Given instruction :: Quote all of the data below word for word, omitting the pictures.

(Data entries)
++++

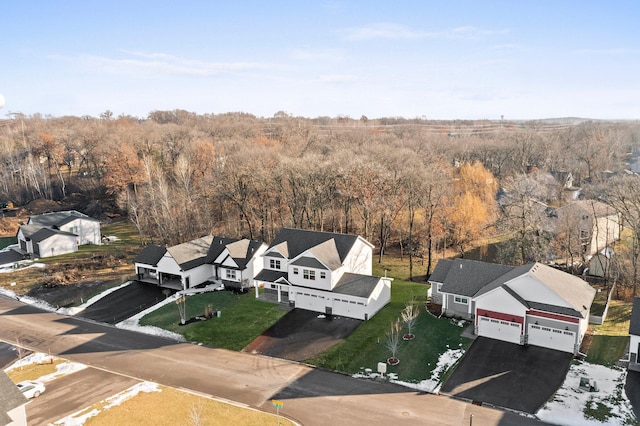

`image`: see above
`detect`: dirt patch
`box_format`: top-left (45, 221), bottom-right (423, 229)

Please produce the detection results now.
top-left (242, 309), bottom-right (362, 361)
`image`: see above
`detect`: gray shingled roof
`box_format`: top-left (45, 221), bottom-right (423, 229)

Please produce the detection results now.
top-left (429, 259), bottom-right (453, 283)
top-left (0, 249), bottom-right (24, 265)
top-left (29, 210), bottom-right (99, 227)
top-left (269, 228), bottom-right (358, 264)
top-left (133, 244), bottom-right (167, 266)
top-left (0, 370), bottom-right (29, 425)
top-left (438, 259), bottom-right (514, 297)
top-left (254, 269), bottom-right (288, 283)
top-left (332, 272), bottom-right (382, 297)
top-left (30, 228), bottom-right (77, 243)
top-left (167, 235), bottom-right (213, 271)
top-left (291, 256), bottom-right (327, 269)
top-left (629, 297), bottom-right (640, 336)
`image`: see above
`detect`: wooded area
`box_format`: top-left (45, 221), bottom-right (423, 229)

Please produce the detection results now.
top-left (0, 110), bottom-right (640, 289)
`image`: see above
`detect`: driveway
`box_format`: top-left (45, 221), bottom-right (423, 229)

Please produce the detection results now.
top-left (243, 309), bottom-right (362, 361)
top-left (77, 281), bottom-right (166, 324)
top-left (624, 370), bottom-right (640, 418)
top-left (441, 337), bottom-right (573, 414)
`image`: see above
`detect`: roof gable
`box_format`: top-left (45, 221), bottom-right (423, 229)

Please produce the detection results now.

++++

Expected answer ::
`image`: see above
`detect`: dirt patch
`box_format`: top-left (45, 221), bottom-right (423, 229)

Please produce the detection results now.
top-left (242, 309), bottom-right (362, 361)
`image`: see above
`detect`: gray shingled roof
`box_format`: top-left (45, 221), bottom-right (423, 229)

Please produce the detection results now.
top-left (429, 259), bottom-right (453, 283)
top-left (0, 249), bottom-right (24, 265)
top-left (29, 210), bottom-right (99, 227)
top-left (269, 228), bottom-right (358, 264)
top-left (133, 244), bottom-right (167, 266)
top-left (0, 370), bottom-right (29, 425)
top-left (438, 259), bottom-right (514, 297)
top-left (254, 269), bottom-right (288, 283)
top-left (332, 272), bottom-right (382, 297)
top-left (30, 228), bottom-right (77, 243)
top-left (167, 235), bottom-right (213, 271)
top-left (291, 256), bottom-right (327, 269)
top-left (629, 297), bottom-right (640, 336)
`image`: see above
`detect`: wooded area
`box_format`: top-left (45, 221), bottom-right (423, 229)

Please produce the detection results now.
top-left (0, 110), bottom-right (640, 289)
`image`: see above
`detect`: driveway
`box_format`: top-left (45, 221), bottom-right (423, 229)

Please produce the detection results now.
top-left (243, 309), bottom-right (362, 361)
top-left (77, 281), bottom-right (166, 324)
top-left (624, 370), bottom-right (640, 418)
top-left (441, 337), bottom-right (573, 414)
`image`: see above
`detect`: roof gable
`box_format`: top-left (45, 221), bottom-right (423, 229)

Please produce the detection results now.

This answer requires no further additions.